■ **Text under study**:
I stumbled across your tips site while working on a writing section of a lab manual for a "writing in the major" neuroscience class. I was looking up some examples based on Truss' "Eats, Shoots & Leaves," a recommended book on your site, for when to use an apostrophe to make a plural of a word. I have the Gotham Books 2003 edition, and on page 45 it shows a couple of examples, but I'm trying not to "borrow" anyone else's work and so was trying to think of other sentences.

A Web search brought me to your Tip #407, where I am confused with respect to "dos" and "don'ts" - Your exercises only gives me the option to omit the contraction apostrophe in "don'ts" or not (nothing about "dos"), but Truss mentions this as a case for "do's and don't's".

■ **Point localization data**:

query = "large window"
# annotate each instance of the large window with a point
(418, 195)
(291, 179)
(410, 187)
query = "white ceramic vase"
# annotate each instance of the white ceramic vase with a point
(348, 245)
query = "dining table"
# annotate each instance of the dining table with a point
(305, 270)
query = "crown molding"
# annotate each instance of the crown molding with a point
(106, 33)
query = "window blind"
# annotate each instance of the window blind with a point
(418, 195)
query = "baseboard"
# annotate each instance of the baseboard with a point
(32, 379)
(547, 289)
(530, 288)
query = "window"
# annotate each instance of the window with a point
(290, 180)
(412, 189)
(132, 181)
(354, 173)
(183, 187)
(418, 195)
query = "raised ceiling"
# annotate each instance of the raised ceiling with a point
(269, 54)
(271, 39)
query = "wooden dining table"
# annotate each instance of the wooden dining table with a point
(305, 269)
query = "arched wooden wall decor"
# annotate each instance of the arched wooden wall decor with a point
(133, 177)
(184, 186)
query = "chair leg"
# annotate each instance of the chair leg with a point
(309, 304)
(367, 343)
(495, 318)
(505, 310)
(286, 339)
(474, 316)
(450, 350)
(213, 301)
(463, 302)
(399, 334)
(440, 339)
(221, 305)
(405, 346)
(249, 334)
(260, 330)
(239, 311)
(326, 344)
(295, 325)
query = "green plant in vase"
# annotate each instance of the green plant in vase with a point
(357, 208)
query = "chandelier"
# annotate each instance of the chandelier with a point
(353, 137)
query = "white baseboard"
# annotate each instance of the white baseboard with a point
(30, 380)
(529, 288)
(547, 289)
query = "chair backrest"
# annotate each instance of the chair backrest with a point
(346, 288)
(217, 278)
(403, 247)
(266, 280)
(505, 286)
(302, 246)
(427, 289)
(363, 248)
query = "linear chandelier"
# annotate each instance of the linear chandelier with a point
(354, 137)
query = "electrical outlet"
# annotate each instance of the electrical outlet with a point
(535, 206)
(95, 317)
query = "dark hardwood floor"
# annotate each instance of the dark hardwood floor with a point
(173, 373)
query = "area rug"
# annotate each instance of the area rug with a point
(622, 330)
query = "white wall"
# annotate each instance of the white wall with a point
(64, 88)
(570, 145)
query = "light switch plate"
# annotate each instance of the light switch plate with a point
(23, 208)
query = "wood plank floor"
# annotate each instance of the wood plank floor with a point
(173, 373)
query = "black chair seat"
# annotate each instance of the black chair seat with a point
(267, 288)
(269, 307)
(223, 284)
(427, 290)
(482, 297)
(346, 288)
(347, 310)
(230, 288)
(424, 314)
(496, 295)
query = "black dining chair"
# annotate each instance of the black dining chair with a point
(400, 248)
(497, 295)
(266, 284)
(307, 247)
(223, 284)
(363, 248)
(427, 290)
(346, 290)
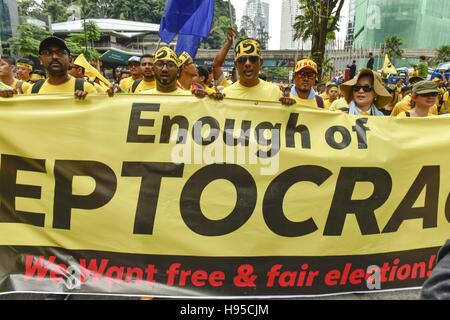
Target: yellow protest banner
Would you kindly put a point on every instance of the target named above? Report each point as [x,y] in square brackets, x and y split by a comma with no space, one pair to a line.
[175,196]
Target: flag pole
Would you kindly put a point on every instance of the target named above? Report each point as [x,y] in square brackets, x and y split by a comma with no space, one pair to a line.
[230,11]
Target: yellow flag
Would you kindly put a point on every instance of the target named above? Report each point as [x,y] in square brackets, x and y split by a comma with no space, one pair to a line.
[388,67]
[89,70]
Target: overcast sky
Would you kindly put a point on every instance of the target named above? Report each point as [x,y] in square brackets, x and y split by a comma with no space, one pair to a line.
[275,20]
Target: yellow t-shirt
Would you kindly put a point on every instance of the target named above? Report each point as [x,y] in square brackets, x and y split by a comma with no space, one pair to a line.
[143,85]
[446,107]
[99,88]
[324,96]
[305,102]
[405,105]
[68,87]
[178,92]
[25,86]
[263,91]
[126,83]
[339,104]
[403,115]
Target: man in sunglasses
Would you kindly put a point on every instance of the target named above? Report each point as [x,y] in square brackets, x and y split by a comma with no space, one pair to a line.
[148,82]
[55,57]
[305,79]
[248,60]
[9,85]
[424,97]
[188,70]
[165,69]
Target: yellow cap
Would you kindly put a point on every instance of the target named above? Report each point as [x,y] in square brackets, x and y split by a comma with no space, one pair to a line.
[36,77]
[165,53]
[306,64]
[332,86]
[89,70]
[247,47]
[184,57]
[25,65]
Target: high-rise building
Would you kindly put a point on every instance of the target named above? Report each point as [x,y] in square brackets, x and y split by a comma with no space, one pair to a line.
[289,11]
[418,23]
[350,25]
[9,20]
[255,20]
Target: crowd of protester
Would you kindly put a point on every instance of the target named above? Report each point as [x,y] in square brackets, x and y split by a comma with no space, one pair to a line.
[367,93]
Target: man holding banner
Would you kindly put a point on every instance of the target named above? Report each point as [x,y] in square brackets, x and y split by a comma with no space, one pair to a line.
[165,68]
[248,60]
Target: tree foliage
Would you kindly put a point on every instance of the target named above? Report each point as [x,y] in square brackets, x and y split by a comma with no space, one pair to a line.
[221,23]
[392,47]
[443,54]
[319,21]
[28,40]
[84,42]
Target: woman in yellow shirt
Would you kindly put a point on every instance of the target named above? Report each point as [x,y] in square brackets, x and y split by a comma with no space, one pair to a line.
[424,98]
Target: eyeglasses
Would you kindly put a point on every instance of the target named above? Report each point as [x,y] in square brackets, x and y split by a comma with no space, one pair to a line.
[59,53]
[366,88]
[431,94]
[309,75]
[242,60]
[168,64]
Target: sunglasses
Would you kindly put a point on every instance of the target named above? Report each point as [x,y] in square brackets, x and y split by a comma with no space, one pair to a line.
[366,88]
[242,60]
[431,94]
[168,64]
[59,53]
[309,75]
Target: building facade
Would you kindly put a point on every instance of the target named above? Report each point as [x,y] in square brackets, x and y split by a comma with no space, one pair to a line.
[418,23]
[9,20]
[255,20]
[289,11]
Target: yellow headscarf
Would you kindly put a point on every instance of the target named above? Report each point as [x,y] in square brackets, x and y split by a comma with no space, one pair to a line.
[247,47]
[165,53]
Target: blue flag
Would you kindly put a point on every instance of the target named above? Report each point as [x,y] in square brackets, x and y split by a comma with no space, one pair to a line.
[190,19]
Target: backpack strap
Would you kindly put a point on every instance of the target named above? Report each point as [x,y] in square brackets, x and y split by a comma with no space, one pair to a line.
[319,102]
[136,83]
[37,86]
[79,84]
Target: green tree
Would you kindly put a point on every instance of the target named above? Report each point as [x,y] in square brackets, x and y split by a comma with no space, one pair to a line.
[221,23]
[29,8]
[277,73]
[319,21]
[84,42]
[56,9]
[27,43]
[392,47]
[443,54]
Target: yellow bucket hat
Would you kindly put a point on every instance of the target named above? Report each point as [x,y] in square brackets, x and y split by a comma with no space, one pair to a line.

■ **Directions for this task**:
Answer these questions from the text on apostrophe use:
1. Which edition of "Eats, Shoots & Leaves" does the writer own?
2. Which tip number did the Web search lead to?
3. How does Truss write the phrase for dos and don'ts?

■ **Answer to the exercise**:
1. The Gotham Books 2003 edition.
2. Tip #407.
3. "do's and don't's"